Menuju konten utama

Kodok, Kian Banyak di Meja Makan, Kian Sedikit di Alam Bebas

Kebutuhan akan daging kodok terus meningkat tanpa ada pembudidayaan yang serius. Ini memunculkan kekhawatiran seputar keberadaan spesies kodok.

Kodok, Kian Banyak di Meja Makan, Kian Sedikit di Alam Bebas
Budidaya katak lembu untuk diekspor. ANTARA FOTO/Arief priyono

tirto.id - Dalam acara Great Chefs of the World episode 182, Bernard Loiseau tampil berseri. Wajahnya dipenuhi aura bersemangat. Bernard memang nyaris persis seperti apa yang pernah digambarkan kontributor kuliner untuk The New Yorker, William Echikson.

"Wajahnya merah merona, kepala botak, senyum lebar, dan ada rambatan kerut-kerut dari sudut matanya."

Hari itu Bernard sudah mengenakan pakaian kerjanya kebanggaannya: baju koki lengan panjang berwarna putih dan apron senada yang melilit bagian pinggang hingga lutut. Sama seperti episode sebelumnya yang menampilkan juru masak jempolan dunia membagikan resep andalan, begitu pula yang akan dilakukan Bernard hari itu.

****************************************

■ **Soal**:
Tolong jawab pertanyaan tentang kutipan mengenai kodok ini dengan singkat:
1. Apa yang disebut terus meningkat tanpa ada pembudidayaan yang serius?
2. Bernard Loiseau tampil dalam episode berapa acara Great Chefs of the World?
3. Apa warna baju koki yang dikenakan Bernard hari itu?
Data di bawah ini merupakan bahan tersendiri yang terpisah dari kutipan di atas.

■ **Bahan yang Disediakan**:
****************************************

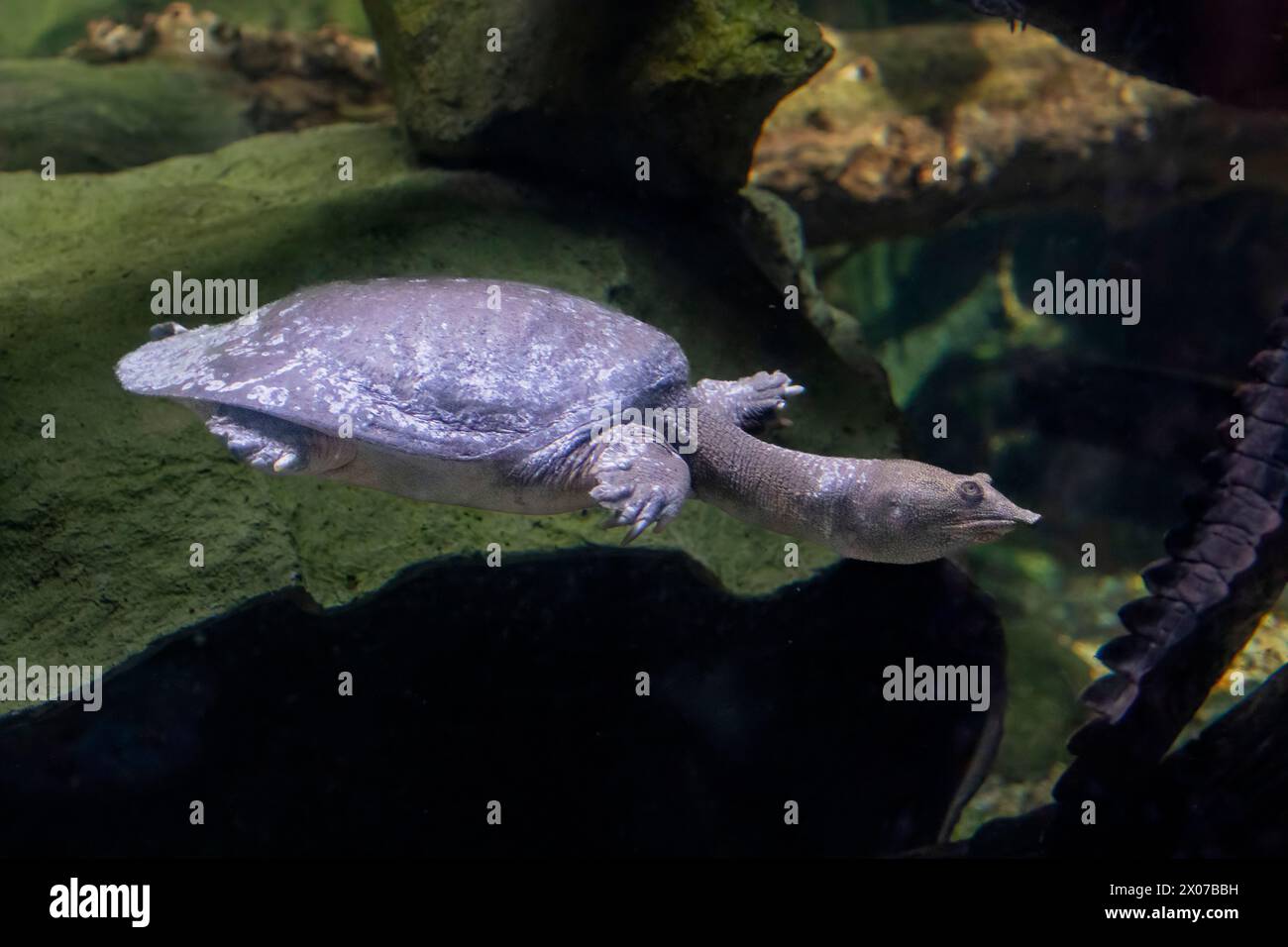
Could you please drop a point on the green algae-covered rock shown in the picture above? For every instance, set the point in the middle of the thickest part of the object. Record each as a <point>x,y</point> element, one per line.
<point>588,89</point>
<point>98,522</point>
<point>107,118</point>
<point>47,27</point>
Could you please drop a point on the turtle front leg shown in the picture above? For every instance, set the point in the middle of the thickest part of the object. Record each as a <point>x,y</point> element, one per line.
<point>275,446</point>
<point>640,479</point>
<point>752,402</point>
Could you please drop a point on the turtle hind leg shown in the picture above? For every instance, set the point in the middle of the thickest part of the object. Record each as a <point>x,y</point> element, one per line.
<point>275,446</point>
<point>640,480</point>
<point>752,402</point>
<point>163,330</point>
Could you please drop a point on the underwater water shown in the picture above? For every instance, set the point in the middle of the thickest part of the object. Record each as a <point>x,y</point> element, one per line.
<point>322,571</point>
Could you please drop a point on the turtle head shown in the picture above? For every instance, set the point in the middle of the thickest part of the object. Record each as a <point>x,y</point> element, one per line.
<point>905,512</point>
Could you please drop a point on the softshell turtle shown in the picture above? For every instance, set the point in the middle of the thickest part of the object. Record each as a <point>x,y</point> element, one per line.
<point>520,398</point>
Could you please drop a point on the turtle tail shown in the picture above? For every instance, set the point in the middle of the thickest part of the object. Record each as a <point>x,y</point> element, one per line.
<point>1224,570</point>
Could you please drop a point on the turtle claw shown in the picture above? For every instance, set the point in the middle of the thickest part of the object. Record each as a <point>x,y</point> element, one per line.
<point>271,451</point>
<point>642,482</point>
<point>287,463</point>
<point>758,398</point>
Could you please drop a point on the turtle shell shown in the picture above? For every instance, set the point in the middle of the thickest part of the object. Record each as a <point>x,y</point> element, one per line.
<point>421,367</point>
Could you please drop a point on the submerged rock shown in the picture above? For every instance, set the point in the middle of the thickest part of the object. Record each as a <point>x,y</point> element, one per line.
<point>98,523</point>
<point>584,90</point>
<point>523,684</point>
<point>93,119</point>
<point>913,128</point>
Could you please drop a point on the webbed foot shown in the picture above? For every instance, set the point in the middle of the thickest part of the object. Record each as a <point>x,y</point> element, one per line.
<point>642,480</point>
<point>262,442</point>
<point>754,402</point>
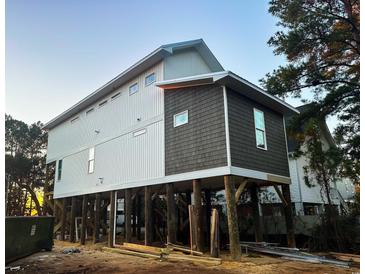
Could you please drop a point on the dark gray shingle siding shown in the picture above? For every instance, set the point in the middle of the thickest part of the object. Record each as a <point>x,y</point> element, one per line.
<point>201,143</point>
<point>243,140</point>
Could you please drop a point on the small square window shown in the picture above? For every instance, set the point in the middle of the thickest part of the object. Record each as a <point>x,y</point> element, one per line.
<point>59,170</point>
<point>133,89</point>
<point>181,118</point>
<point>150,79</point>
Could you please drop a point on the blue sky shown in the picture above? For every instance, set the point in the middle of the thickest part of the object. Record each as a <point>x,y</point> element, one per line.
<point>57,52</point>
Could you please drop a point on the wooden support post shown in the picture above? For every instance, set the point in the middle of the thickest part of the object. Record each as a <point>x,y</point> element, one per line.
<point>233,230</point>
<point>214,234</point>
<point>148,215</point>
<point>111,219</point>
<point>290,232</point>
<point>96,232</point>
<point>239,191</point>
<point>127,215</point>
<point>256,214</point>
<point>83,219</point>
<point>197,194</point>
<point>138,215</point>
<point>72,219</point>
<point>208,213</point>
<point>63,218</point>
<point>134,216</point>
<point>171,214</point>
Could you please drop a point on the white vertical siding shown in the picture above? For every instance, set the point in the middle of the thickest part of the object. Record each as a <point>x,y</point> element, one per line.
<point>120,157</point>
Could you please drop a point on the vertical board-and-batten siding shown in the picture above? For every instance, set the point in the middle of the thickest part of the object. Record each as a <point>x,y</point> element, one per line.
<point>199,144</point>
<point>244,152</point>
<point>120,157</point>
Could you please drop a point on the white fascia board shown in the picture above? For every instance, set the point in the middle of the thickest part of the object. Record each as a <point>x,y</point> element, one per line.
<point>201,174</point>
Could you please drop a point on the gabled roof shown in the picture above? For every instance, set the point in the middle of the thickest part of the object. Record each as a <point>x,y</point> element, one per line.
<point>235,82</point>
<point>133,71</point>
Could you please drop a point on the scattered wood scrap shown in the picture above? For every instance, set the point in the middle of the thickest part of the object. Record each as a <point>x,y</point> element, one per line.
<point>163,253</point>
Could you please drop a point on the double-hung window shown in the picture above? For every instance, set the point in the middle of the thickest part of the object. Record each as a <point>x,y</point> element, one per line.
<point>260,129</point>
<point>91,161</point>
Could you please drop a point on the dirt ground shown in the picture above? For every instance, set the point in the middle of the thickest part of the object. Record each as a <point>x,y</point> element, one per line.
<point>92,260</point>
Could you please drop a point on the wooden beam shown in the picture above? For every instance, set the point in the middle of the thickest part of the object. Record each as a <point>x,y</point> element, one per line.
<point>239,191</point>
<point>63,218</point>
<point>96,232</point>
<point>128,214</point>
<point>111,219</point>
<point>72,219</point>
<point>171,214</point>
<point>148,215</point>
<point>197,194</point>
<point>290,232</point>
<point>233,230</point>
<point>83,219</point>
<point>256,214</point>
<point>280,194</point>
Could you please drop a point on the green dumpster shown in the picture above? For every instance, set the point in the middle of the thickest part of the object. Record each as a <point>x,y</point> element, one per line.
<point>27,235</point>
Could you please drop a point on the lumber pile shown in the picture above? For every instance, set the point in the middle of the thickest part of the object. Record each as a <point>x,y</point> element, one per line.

****************************************

■ **Jawaban**:
1. Kebutuhan akan daging kodok.
2. Episode 182.
3. Putih.